**EXERCISE INSTRUCTIONS:**
Exact reproduction of the data is required, with images excluded.

**EXERCISE INPUT:**

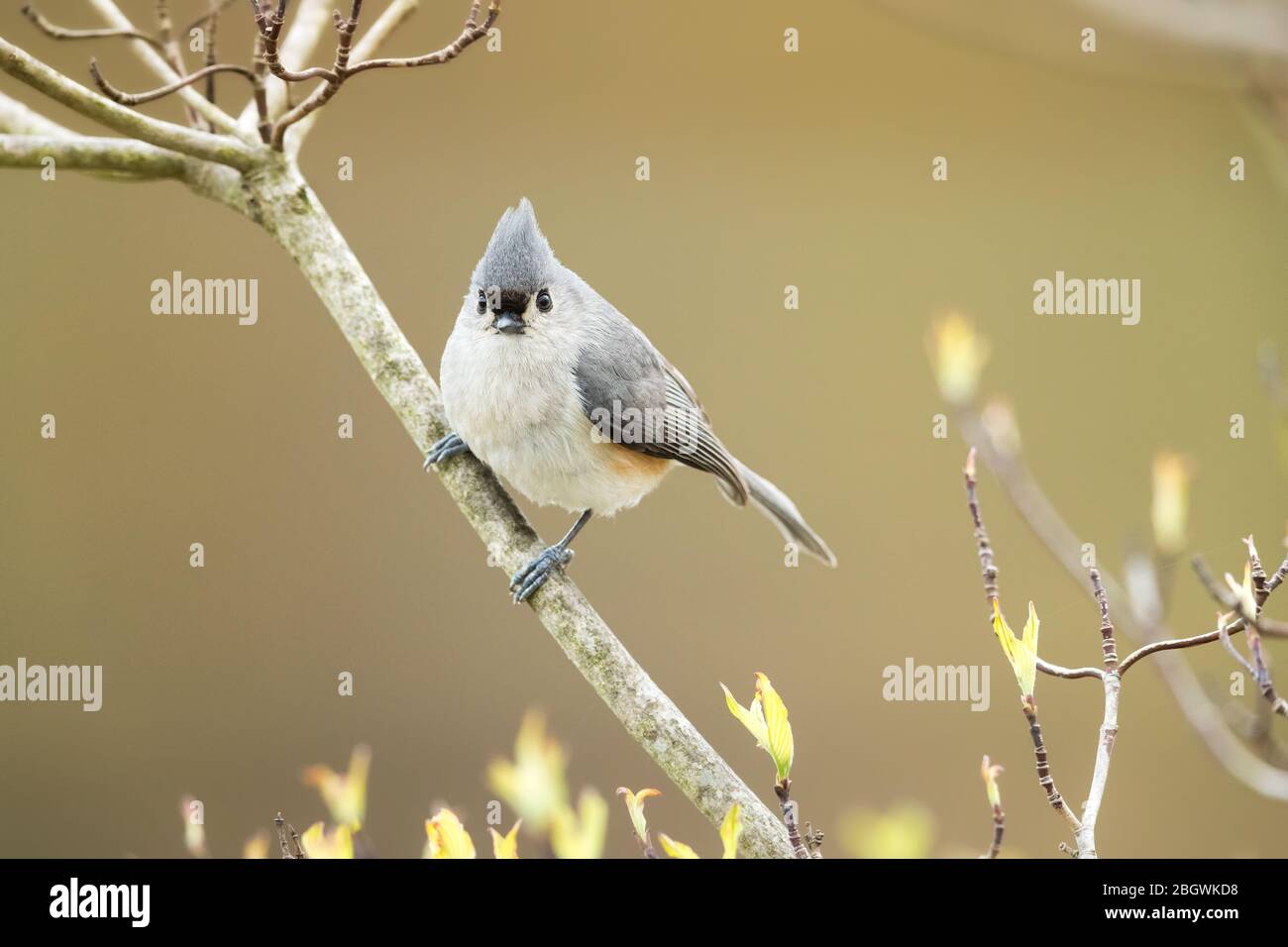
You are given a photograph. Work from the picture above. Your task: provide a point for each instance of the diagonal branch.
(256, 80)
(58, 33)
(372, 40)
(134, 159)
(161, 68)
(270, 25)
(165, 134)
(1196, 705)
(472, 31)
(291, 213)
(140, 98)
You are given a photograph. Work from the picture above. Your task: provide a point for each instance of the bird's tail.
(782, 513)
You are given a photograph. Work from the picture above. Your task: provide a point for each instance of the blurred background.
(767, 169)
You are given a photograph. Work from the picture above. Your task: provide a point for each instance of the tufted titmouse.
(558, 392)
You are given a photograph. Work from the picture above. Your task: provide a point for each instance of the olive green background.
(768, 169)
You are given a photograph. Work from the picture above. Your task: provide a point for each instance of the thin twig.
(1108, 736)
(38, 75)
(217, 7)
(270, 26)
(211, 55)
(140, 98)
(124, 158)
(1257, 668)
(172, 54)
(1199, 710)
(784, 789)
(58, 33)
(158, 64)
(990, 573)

**ANSWER SECTION:**
You are given a photograph. Work from the picture above. Your task: provide a point for each instance of the diagonal branch.
(256, 80)
(58, 33)
(372, 40)
(134, 159)
(161, 68)
(270, 25)
(165, 134)
(1196, 705)
(472, 31)
(291, 213)
(140, 98)
You are given a photograph. Work from the picture above. Your task: provide a point for each instance of the bird's tail.
(782, 513)
You are given a photograph. Work from the picture above. Your task: provide a point for each instance of the blurred background.
(767, 169)
You are given a photograph. Work from the picture above. Your task: provide a point for each instance of the tufted titmouse.
(558, 392)
You are given a photograph. Work from the picture above. Your task: provide a point for each instance of the olive green background.
(768, 169)
You are given a photograph. Work from the picture above. Your task: provide a point for each instance of the thin twig.
(1108, 736)
(38, 75)
(217, 7)
(270, 26)
(211, 55)
(140, 98)
(124, 158)
(1257, 668)
(172, 54)
(1199, 710)
(784, 789)
(58, 33)
(158, 64)
(990, 573)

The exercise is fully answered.